▸ Explore the material:
a - In the blog post about "baby people," translate this sentence into Spanish: "They look perfectly normal in most cases, but they possess the uncontrollable urge to come and talk to you and the baby."
b - Resume the blog post about running into "baby people" on errands, writing on from its last sentence.

▸ Document excerpt:

• • • •

Friday, April 24, 2009

11 weeks, 2 days- attack of the baby people


Over the past few weeks since I have written last I have been doing pretty much the same thing.... holding Avery. The lack of posting is because it is incredibly difficult to type without any free hands as well as the fact that holding an upset baby is not really something to write home about. OK moving on....

So now that Avery is getting a little bigger we are starting to venture out every now and then which brings on the "baby people." I had forgotten completely about them since I haven't encountered many of them since Alison was little. If you don't know who I am referring to, then you probably have never had small children. I will let you in on this just so you can prepare. Every time you leave the house with a baby (it doesn't really matter where you are going because pretty much any place applies) you will run into a "baby person." They look perfectly normal in most cases, but they possess the uncontrollable urge to come and talk to you and the baby. They will keep you from whatever task you have set out of the house to do and inevitably make your errands twice as long as intended. It is a completely maddening experience when you are standing in the checkout line and the 23rd baby person you have encountered today is standing right in your way keeping you from unloading your groceries from the cart because they are talking idiot baby talk and asking me a million things that I have already answered at least 22 times in the last hour. I am all for people telling me that my kids are cute (because they really are) but the problem here lies in the obvious fact that it is not a matter of IF your baby will freak out while you are needing to get things done but rather WHEN they will freak. These baby people keep stopping you and each time they do, you feel that creeping feeling that something very bad is getting ready to happen. If there were a soundtrack to this, I would imagine that it would be the nu-na......nu- na......nu-na, nu-na, nu-na of Jaws playing in the background. OK,OK I know that a shark isn't going to attack me, but when my "quick" trip to the store has now gone WAY over my time allotted and Avery is seconds away from letting go of an enormous amount of toxic poop into her diaper, which will cause her to scream at the top of her lungs, which then causes her to puke all over you and the last clean outfit she has, the shark thing doesn't sound so bad.

• • • •

▸ Dataset entries:
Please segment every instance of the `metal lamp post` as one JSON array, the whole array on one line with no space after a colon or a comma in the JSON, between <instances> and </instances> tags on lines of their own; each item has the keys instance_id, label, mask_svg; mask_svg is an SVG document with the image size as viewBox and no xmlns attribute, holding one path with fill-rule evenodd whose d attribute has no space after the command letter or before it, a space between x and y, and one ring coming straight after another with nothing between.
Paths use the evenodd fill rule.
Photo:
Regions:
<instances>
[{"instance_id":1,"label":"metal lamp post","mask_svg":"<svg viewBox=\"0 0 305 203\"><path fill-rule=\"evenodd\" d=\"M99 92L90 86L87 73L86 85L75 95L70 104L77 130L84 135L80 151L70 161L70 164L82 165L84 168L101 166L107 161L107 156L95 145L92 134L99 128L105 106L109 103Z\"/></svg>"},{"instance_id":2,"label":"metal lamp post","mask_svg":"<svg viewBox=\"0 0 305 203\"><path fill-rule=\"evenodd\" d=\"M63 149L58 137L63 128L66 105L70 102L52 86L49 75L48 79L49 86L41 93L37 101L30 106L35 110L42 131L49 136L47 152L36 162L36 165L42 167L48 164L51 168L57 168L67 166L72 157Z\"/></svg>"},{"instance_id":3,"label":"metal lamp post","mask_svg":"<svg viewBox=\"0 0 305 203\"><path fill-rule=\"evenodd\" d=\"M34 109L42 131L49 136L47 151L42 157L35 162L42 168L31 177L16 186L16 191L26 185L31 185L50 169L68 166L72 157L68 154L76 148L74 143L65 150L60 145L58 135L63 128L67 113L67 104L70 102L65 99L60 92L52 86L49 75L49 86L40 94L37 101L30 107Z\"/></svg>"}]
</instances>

• • • •

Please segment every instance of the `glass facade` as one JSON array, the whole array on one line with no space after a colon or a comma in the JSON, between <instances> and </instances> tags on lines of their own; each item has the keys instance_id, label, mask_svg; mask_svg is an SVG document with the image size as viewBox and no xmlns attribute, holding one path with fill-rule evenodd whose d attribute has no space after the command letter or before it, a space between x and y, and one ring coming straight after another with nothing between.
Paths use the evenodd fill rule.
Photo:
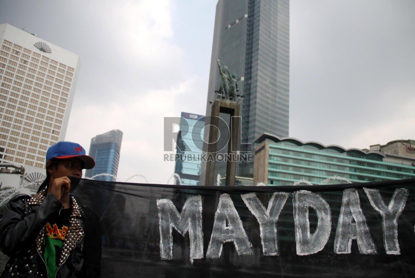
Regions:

• • • •

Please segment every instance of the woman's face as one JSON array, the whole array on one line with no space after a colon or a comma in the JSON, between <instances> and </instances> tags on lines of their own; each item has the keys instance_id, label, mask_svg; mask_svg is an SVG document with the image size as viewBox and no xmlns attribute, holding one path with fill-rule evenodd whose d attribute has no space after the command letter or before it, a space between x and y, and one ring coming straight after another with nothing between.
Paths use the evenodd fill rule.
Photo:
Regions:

• • • •

▸ Responses:
a - En la mayoría de los casos parecen perfectamente normales, pero tienen el impulso incontrolable de acercarse a hablar contigo y con el bebé.

b -
The good thing is I have come up with a brilliant solution to this problem... I will create a list of answers to just hand to them so I can be on my way and avoid a meltdown (technically two because it will save me AND her from losing it). And since they all ask the exact same questions this will be easy.

It will go something like this....
Her name is Avery. She is 2 1/2 months old. She it not my first child. I have another daughter named Alison who is 5 years old. Alison loves her baby sister and has adjusted well. Avery is a good baby( which is so much easier to say because if I tell you the truth then you will try to "fix her" which is another story all together). Yes we think she looks just like_____ (insert one of six different people that usually fits here.) Thank you, we think her eyes are pretty also. See you later. Thanks for taking an interest in her. Yes, I will take good care of her now that you suggested it. (I was going to do it anyway, but I like to let you think that it was all your idea.)

OK, wow! So it looks like I need to cut myself off for today. Maybe next time will be a LITTLE less cynical and sarcastic. And seriously thanks for taking an interest in Avery. (but if I see you in the grocery store could you do it in 1 minute or less ;)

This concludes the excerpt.